SOURCE INFORMATION:
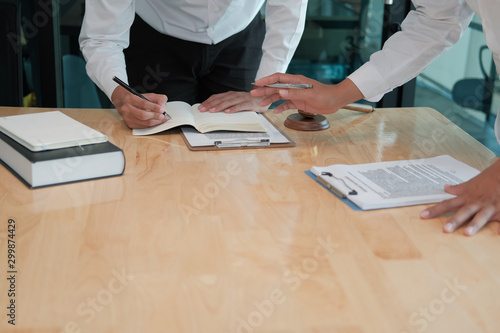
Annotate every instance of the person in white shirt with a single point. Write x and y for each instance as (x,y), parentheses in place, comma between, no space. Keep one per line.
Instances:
(187,50)
(427,32)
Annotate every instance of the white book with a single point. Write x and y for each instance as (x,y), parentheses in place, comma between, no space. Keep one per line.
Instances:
(395,183)
(183,114)
(49,130)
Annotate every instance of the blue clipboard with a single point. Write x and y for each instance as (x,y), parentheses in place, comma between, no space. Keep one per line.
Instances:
(344,200)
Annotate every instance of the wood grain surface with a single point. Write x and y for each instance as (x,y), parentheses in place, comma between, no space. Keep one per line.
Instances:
(244,241)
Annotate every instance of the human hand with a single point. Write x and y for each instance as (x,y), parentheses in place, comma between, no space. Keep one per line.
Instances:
(477,202)
(320,99)
(233,101)
(137,112)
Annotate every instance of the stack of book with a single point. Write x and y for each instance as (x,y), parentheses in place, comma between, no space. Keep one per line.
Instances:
(50,148)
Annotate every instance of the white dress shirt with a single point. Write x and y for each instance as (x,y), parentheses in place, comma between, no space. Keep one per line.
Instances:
(106,26)
(427,32)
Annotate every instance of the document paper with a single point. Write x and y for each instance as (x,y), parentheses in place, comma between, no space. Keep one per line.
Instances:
(396,183)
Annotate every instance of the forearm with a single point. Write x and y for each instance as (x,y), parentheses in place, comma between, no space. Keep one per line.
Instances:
(284,27)
(104,35)
(426,33)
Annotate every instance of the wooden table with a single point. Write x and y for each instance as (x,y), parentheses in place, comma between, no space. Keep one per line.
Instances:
(244,241)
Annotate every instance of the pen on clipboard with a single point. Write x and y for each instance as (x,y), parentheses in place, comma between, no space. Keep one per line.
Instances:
(133,91)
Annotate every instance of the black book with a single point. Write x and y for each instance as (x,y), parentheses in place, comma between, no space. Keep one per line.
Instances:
(63,165)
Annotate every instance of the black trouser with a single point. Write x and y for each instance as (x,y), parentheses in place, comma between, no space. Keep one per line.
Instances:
(192,72)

HOW TO COMPLETE THIS TASK: Return the full listing above exactly as written, and omit the pictures.

RESPONSE BELOW:
Annotate every instance of the person in white shirt with a single point. Write x and y for each instance as (x,y), parentheses in place, comma between, no space. Keep one per line.
Instances:
(187,50)
(427,32)
Annotate every instance of the white book with a single point. Write x and y for each instance as (x,y), parentheses in place, comma between, no space. Keep one per line.
Instances:
(395,183)
(183,114)
(49,130)
Annotate every instance of the blue clipboard with a single point. Write x and y for each instance as (x,y), parentheses in place, comma between, no space. Keep one per line.
Instances:
(344,200)
Annotate every instance of the wood grain surface with a single point. Write x and y for each instance as (x,y), parentheses in place, comma between, no space. Keep one per line.
Instances:
(244,241)
Annotate every instance of the human hand with a single point. Write x and y for each instance as (x,y), parentheses in place, comma between, no space. Keep one per line.
Instances:
(477,202)
(320,99)
(233,101)
(137,112)
Annotate every instance of the stack of book with a single point. Write x and y for each instance as (x,y), parentheses in place, comma between, no space. Keep one per line.
Instances:
(50,148)
Annotate every instance of the white dress shirt with a single point. Write x and y for each instance as (x,y), parentheses in place, comma between, no space. Keep one per line.
Instances:
(106,26)
(427,32)
Annotate every instance of the document paper with a single point. Write x and y for each instance as (x,y), parentheses in place, comma between, no space. Keep one per line.
Instances:
(396,183)
Annotate every instance of the forearm with a single point. Write x and y for each instance as (x,y), parentheses in place, comma between, no space. Keep one per line.
Instances:
(284,27)
(104,35)
(426,33)
Annotate every instance of the wooden table with a single point. Write x and y for each instance as (x,y), parentheses in place, comma between, no space. Keep one per line.
Instances:
(244,241)
Annotate every instance of the pen on clipboard with a single point. Write x and y for each instance as (x,y), parentheses in place, comma between, no space. Keep one per line.
Instances:
(133,91)
Annotate every instance of the black book with a single point. Write x and y for each instance as (x,y), parentheses in place, comma between, no space. Keep one per line.
Instances:
(63,165)
Annotate every instance of the black trouser with a single point. Write x and y for each instance as (x,y), parentheses in place, comma between, no space. Keep one per line.
Instances:
(192,72)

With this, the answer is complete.